What your baby eats in the first 1000 days of life is pivotal to the development of their brain, says a new study. Certain foods ingested during their first two years of life can affect how fast your child will think, how good their memory is, and how well they can multitask as adults.

In the guidelines published in the medical journal Pediatric, the American Academy of Pediatricts say that certain nutrients, including protein, zinc, folate, certain vitamins and polyunsaturated fatty acids are critical for healthy brain development. They stress diets lacking these nutrients can lead to lifelong issues in brain function.

"The brain's structural foundation, along with billions of brain cells and trillions of connections between them, are built during this sensitive window of time," Dr. Sarah Jane Schwarzenberg, lead author of the policy statement and an executive committee member of AAP's Committee on Nutrition, said in a statement.

"If you miss the opportunity to meet developmental milestones during the first 1,000 days of life, then there's not an opportunity to go back and revisit them."

What should I feed my baby?

So, what exactly should baby be eating before 2 years of age?

Breast milk is recommended for newborns until they reach about six months old. After that, Dr Schwarzenberg says breast milk can't provide the amount of iron and zinc that growing babies need. She suggests breast milk should be supplemented with these nutrients if mums wish to continue breastfeeding, or babies should be introduced to foods rich in them. This practice is also in line with the World Health Organization's guidelines on complementary feeding.

Many baby foods are supplemented with zinc and iron; however Dr Schwarzenberg says pureed meats are a good natural source. Infant cereals may also be good first foods for babies as they are often enriched with zinc and iron.

After breast milk, a diet including protein packed meats and veggies containing different vitamins and minerals are best for a baby's developing brain.

.....

Work request 1 — According to the baby nutrition article, until about what age is breast milk recommended for newborns?
Work request 2 — Decide whether each statement agrees with the baby nutrition article, answering yes or no and quoting the words that settle it. (a) Dr. Sarah Jane Schwarzenberg serves on the executive committee of AAP's Committee on Nutrition. (b) The guidelines appeared in the journal Nature. (c) Infant cereals are often enriched with zinc and iron.

Data items —
.....

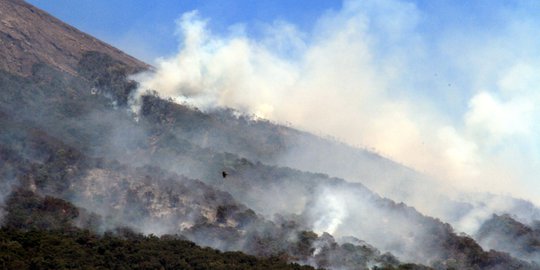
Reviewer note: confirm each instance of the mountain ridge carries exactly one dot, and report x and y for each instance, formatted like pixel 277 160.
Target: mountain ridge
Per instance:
pixel 31 36
pixel 68 134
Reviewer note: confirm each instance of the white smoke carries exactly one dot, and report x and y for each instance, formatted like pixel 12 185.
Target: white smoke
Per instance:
pixel 459 105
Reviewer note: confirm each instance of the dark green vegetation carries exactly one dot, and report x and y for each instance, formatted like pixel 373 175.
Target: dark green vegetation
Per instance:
pixel 81 249
pixel 77 163
pixel 503 232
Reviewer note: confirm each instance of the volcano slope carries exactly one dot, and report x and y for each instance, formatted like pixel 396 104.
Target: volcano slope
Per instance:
pixel 70 139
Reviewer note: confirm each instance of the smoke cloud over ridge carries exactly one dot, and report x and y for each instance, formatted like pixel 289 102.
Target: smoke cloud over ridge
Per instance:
pixel 455 102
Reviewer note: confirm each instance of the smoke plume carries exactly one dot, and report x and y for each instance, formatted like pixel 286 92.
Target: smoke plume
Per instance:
pixel 455 101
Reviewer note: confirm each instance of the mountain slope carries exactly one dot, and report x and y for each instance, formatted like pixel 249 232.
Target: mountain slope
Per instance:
pixel 30 35
pixel 67 133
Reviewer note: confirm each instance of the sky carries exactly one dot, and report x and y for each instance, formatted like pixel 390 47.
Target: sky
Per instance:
pixel 449 88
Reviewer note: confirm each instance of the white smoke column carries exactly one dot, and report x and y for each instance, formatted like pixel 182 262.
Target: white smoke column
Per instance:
pixel 331 210
pixel 368 75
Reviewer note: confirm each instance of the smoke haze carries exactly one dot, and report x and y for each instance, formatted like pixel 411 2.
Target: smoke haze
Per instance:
pixel 458 105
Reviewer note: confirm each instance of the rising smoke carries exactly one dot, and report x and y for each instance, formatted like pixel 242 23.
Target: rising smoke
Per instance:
pixel 457 104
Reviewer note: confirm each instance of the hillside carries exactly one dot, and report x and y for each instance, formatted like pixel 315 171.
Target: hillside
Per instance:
pixel 74 154
pixel 30 36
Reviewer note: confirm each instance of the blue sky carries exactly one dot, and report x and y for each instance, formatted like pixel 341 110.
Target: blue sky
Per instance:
pixel 455 82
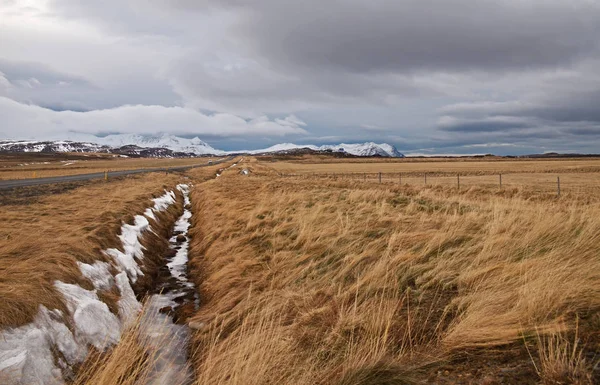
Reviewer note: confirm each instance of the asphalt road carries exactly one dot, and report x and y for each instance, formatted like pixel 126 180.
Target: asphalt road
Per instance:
pixel 8 184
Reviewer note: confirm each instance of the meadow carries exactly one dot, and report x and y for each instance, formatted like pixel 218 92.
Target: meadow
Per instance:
pixel 39 165
pixel 306 279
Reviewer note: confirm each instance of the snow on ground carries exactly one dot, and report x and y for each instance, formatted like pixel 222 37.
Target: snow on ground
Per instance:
pixel 93 321
pixel 133 249
pixel 167 341
pixel 160 204
pixel 129 307
pixel 27 353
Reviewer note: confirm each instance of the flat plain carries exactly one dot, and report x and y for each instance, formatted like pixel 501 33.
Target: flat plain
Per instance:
pixel 307 278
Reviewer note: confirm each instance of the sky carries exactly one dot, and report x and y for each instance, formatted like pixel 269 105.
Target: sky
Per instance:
pixel 506 77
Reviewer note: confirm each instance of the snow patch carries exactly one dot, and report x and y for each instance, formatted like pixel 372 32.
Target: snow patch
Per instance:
pixel 93 321
pixel 26 352
pixel 129 307
pixel 133 249
pixel 160 204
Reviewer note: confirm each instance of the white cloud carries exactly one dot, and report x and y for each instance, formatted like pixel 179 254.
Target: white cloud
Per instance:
pixel 21 121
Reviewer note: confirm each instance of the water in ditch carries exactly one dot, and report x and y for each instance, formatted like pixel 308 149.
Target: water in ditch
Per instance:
pixel 174 295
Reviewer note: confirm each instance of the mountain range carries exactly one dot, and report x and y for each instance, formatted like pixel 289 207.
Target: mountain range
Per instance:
pixel 167 145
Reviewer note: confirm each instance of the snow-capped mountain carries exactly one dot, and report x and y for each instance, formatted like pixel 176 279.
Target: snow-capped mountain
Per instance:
pixel 50 146
pixel 163 145
pixel 171 142
pixel 357 149
pixel 166 145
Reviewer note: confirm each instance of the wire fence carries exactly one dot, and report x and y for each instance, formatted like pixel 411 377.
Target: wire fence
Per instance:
pixel 586 183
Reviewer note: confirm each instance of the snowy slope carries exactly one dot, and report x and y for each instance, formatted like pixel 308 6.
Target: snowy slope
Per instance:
pixel 358 149
pixel 172 142
pixel 136 143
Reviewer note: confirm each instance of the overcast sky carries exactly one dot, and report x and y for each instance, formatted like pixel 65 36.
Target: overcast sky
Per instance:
pixel 429 76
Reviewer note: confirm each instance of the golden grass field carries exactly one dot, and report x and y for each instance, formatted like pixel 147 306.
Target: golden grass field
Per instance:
pixel 323 280
pixel 579 176
pixel 309 281
pixel 25 166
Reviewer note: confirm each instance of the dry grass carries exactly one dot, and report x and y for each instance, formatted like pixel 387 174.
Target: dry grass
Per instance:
pixel 309 281
pixel 41 242
pixel 43 165
pixel 436 166
pixel 561 361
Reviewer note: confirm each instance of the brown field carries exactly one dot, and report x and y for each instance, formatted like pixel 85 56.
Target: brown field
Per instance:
pixel 42 238
pixel 580 176
pixel 25 166
pixel 309 281
pixel 338 280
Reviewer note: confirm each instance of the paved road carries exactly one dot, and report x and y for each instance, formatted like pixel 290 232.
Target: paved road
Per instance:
pixel 8 184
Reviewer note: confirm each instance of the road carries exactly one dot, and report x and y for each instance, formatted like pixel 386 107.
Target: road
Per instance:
pixel 8 184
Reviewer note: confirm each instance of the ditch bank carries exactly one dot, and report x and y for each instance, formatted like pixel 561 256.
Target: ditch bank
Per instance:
pixel 150 262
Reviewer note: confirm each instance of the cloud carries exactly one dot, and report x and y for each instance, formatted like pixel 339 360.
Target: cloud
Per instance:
pixel 29 121
pixel 419 73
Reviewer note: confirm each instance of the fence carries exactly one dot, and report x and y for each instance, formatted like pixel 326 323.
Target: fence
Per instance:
pixel 580 182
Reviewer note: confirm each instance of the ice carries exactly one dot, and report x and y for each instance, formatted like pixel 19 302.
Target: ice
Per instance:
pixel 93 321
pixel 185 190
pixel 129 307
pixel 167 343
pixel 60 335
pixel 98 273
pixel 160 204
pixel 126 260
pixel 149 213
pixel 26 352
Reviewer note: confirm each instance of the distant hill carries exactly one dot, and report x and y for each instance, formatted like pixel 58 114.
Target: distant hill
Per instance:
pixel 166 145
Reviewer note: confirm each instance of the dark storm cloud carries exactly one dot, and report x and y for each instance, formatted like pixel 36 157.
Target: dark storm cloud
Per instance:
pixel 23 71
pixel 417 35
pixel 483 126
pixel 493 74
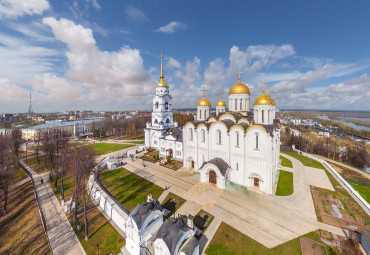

.....

Task output 1 — Until they are about six months old.

Task output 2 —
(a) Yes: "an executive committee member of AAP's Committee on Nutrition"
(b) No: "published in the medical journal Pediatric"
(c) Yes: "they are often enriched with zinc and iron"